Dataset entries
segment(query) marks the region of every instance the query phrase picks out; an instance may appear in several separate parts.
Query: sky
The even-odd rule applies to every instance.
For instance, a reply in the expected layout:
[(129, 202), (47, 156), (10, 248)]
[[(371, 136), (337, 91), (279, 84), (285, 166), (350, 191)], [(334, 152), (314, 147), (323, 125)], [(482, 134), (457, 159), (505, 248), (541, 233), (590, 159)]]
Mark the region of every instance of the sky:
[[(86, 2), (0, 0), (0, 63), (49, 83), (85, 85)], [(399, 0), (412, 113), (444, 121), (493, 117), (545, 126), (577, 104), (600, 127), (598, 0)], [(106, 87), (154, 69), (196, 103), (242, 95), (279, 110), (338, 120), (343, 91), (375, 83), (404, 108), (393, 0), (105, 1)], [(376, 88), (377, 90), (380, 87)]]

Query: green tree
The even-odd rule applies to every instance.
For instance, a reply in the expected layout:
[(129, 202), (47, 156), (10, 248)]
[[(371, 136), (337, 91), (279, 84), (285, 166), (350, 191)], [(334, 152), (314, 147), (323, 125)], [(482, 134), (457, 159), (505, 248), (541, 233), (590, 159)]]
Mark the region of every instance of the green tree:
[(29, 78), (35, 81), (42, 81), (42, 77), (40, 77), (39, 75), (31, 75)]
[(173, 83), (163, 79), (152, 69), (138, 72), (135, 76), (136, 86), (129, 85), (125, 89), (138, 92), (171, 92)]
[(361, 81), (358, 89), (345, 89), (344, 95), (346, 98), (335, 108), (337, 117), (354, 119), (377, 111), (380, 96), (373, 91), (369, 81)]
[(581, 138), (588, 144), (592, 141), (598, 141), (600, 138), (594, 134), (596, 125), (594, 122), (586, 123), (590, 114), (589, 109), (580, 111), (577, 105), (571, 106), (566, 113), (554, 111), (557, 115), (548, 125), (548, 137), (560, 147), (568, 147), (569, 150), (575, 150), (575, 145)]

■ TASK
Quote each line above in full, word for word.

■ WRITTEN ANSWER
segment(query) marks the region of every instance the query phrase picks out; an instance may appear in several separate parts.
Query: sky
The even-odd rule applies to every instance.
For instance, a reply in the expected layout:
[(129, 202), (47, 156), (10, 248)]
[[(371, 136), (337, 91), (279, 84), (285, 166), (350, 191)], [(334, 152), (314, 147), (323, 125)], [(482, 134), (457, 159), (505, 248), (541, 233), (590, 159)]]
Mark the region of every instance of the sky:
[[(86, 2), (0, 0), (0, 63), (49, 83), (85, 85)], [(399, 0), (412, 113), (444, 121), (493, 117), (545, 126), (577, 104), (600, 127), (598, 0)], [(106, 87), (154, 69), (196, 103), (242, 95), (279, 110), (338, 120), (343, 91), (375, 83), (404, 108), (393, 0), (105, 1)], [(376, 88), (377, 90), (380, 87)]]

Query: green tree
The even-odd rule applies to every instance.
For instance, a reply in the expected layout:
[(129, 202), (47, 156), (10, 248)]
[[(371, 136), (337, 91), (279, 84), (285, 166), (350, 191)], [(334, 152), (314, 147), (323, 125)], [(482, 134), (457, 159), (505, 248), (541, 233), (590, 159)]]
Mark the region of every instance of the green tree:
[(29, 78), (35, 81), (42, 81), (42, 77), (40, 77), (39, 75), (31, 75)]
[(173, 83), (163, 79), (152, 69), (138, 72), (135, 76), (136, 86), (129, 85), (125, 89), (138, 92), (171, 92)]
[(361, 81), (358, 89), (345, 89), (344, 95), (346, 98), (335, 108), (337, 117), (354, 119), (377, 111), (380, 96), (373, 91), (369, 81)]
[(581, 138), (588, 144), (592, 141), (598, 141), (600, 138), (594, 134), (596, 125), (594, 122), (586, 123), (590, 114), (589, 109), (580, 111), (577, 105), (571, 106), (566, 113), (554, 111), (557, 115), (548, 125), (548, 137), (560, 147), (568, 147), (569, 150), (575, 150), (575, 145)]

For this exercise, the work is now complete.